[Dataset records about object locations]
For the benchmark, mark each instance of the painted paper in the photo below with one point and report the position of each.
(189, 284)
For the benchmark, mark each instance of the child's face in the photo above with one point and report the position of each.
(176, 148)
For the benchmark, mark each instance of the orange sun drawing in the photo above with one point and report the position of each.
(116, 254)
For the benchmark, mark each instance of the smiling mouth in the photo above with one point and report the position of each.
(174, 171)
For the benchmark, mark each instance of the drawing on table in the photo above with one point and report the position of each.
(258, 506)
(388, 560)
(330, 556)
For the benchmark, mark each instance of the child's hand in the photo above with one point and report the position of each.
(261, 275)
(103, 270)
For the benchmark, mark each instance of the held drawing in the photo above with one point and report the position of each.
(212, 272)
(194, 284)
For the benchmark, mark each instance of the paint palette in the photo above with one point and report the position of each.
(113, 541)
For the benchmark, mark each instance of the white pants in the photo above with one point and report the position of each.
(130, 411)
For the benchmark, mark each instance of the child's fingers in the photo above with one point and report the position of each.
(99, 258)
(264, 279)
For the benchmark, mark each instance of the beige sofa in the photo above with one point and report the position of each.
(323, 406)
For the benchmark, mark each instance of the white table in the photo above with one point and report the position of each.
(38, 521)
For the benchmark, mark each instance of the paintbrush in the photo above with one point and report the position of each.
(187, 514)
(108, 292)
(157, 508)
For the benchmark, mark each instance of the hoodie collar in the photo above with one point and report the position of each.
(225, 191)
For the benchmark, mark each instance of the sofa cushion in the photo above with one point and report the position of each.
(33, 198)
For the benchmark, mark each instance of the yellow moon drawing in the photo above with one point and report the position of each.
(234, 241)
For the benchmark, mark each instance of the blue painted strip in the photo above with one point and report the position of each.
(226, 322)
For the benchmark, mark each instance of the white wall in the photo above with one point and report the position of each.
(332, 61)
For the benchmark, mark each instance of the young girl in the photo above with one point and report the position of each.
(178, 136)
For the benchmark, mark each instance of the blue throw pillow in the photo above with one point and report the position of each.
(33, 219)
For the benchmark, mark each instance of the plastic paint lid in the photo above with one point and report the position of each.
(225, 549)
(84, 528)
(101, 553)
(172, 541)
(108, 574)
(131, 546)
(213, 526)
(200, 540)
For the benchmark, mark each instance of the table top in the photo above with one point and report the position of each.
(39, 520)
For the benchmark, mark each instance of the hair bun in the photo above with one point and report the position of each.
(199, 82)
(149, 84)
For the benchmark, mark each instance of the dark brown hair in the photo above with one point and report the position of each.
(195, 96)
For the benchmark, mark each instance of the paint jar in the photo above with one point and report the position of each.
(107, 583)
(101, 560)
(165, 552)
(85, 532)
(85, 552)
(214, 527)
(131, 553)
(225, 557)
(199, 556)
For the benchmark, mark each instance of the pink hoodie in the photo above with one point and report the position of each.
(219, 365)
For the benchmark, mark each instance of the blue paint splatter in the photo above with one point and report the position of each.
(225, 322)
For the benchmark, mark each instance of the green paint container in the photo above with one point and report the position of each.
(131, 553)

Your objective — Can you revise the records above so that every "report the position of each" reads "give the coordinates of each", with everything else left unchanged?

Response —
For the benchmark, mark each instance of the painted paper in the photo below with one point and give the coordinates of each.
(189, 284)
For the benchmark, mark each instance of the child's face in the photo above with one point and give the coordinates of each.
(176, 148)
For the benchmark, mark each instance of the orange sun drawing in the photo above with one point and give the coordinates of each.
(116, 254)
For the benchmark, mark each instance of the smiling mouth in the photo above with one point and give the coordinates of each.
(174, 171)
For the benchmark, mark each instance of the drawing on table in the photo above with one point and give the coordinates of each.
(258, 506)
(388, 560)
(330, 556)
For the benchmark, mark each instance of the child's hand in the photo above with one point and give the coordinates of each.
(261, 275)
(103, 270)
For the benchmark, mark each instance of the held drawing in the photo above with one point and give the coordinates of each.
(212, 272)
(194, 284)
For the benchmark, mark each instance of the paint palette in the photo above with one point and give the coordinates of each.
(113, 541)
For the benchmark, mark each instance of the white pants in the photo above with one point and give the coordinates of each.
(130, 411)
For the benchmark, mark each instance of the child's fingers in the photo above with one point and give the coordinates of each.
(99, 258)
(264, 279)
For the benchmark, mark each instance of the beige sofa in the photo above with one point and give the coordinates of each.
(323, 406)
For the benchmark, mark each instance of the white table in the photo above with one point and give the coordinates of each.
(38, 521)
For the benchmark, mark each instance of the paintbrush in the photo above with one point and give the coordinates of each.
(187, 514)
(108, 292)
(157, 508)
For the benchmark, mark each instance of the hoodie collar in the photo above with one point and give the coordinates of each.
(225, 191)
For the benchmark, mark each instance of the sofa cushion in the photo above with one point and give the coordinates of each.
(33, 198)
For the benchmark, mark each instance of the yellow moon drawing in the photo above with one point and give the coordinates of each.
(234, 241)
For the benchmark, mark each instance of the blue painted strip in the photo above with one point and give the coordinates of each.
(226, 322)
For the benchmark, mark each instance of the white wall in the photo above with one point and give the coordinates of each.
(332, 61)
For the benchmark, mark each instance of the young girl in the photo above with one point and give the coordinates of each.
(178, 136)
For the benchmark, mark each instance of the blue throw pillow in the photo above with one point and give the coordinates of each.
(33, 219)
For the benchmark, mark each instance of the plastic paint lid in the photo above with one point and give the coordinates of each.
(225, 549)
(84, 528)
(101, 553)
(172, 541)
(108, 574)
(131, 546)
(213, 526)
(200, 540)
For the benchmark, mark each instance of the table top in the photo above with one point and give the coordinates of each.
(39, 520)
For the benchmark, mark each instance of the hair bun in the photo above with one point and give the coordinates of each.
(199, 82)
(149, 84)
For the benchmark, mark each instance of the dark brown hair in the photo above with one point and give the coordinates of each.
(195, 96)
For the benchmark, mark each instance of the paint jar in the photo above with one point and give the coordinates of each.
(107, 583)
(101, 560)
(165, 552)
(85, 532)
(85, 552)
(214, 527)
(131, 553)
(225, 557)
(199, 556)
For the benchmark, mark each instance of the pink hoodie in the photo above with one point and give the coordinates of each.
(219, 365)
For the benchmark, mark each instance of the blue paint splatter in the photo above with one point and give the coordinates of each.
(225, 322)
For the benchmark, mark each instance of the green paint container in the photo above with one point and give the coordinates of each.
(131, 553)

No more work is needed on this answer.